● **Stated exercise**: Which lines in the listing below contain the word "shrimp"? Pick out and copy each one, treating uppercase and lowercase as different.

* * *

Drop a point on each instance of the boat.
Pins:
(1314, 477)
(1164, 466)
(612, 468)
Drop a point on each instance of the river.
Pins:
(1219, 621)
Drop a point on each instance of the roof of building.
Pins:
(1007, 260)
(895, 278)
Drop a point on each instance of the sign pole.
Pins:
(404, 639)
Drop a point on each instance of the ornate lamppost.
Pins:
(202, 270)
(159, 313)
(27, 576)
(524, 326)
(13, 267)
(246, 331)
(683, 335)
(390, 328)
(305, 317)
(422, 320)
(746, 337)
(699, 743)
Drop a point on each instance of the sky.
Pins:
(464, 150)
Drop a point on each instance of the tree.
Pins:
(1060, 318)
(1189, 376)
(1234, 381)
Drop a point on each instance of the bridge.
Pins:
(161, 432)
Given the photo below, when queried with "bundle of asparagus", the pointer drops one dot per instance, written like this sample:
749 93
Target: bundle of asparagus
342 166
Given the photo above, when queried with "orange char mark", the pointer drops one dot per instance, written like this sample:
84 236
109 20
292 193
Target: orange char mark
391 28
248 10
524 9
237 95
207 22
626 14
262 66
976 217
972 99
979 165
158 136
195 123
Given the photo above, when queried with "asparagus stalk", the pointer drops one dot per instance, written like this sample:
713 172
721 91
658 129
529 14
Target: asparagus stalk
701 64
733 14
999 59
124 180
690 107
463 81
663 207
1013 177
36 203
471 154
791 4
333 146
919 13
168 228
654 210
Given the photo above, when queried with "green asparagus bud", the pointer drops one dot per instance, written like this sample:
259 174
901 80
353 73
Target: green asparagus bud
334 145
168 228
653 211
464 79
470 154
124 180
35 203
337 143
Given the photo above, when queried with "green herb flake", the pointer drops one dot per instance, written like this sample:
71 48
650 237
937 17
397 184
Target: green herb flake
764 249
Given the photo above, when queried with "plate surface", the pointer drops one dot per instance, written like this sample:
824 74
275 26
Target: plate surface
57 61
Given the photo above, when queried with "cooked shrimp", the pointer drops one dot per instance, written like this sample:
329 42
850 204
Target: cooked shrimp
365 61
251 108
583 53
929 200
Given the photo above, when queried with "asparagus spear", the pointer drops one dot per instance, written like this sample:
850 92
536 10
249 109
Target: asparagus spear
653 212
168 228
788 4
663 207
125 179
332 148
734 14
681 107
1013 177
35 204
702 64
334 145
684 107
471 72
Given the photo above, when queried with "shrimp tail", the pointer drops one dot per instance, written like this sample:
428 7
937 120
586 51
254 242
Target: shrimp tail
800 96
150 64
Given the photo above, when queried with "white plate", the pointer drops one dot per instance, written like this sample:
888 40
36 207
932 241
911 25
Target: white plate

* * *

● **Answer to the problem**:
Given the photo above, when queried with "cooked shrimp", the pointer drops one dot per instance, written like this sample:
Target: cooked shrimp
Given the photo above, when queried with "shrimp tail", the pointer drops one dot per instance, written like this sample:
Target: shrimp tail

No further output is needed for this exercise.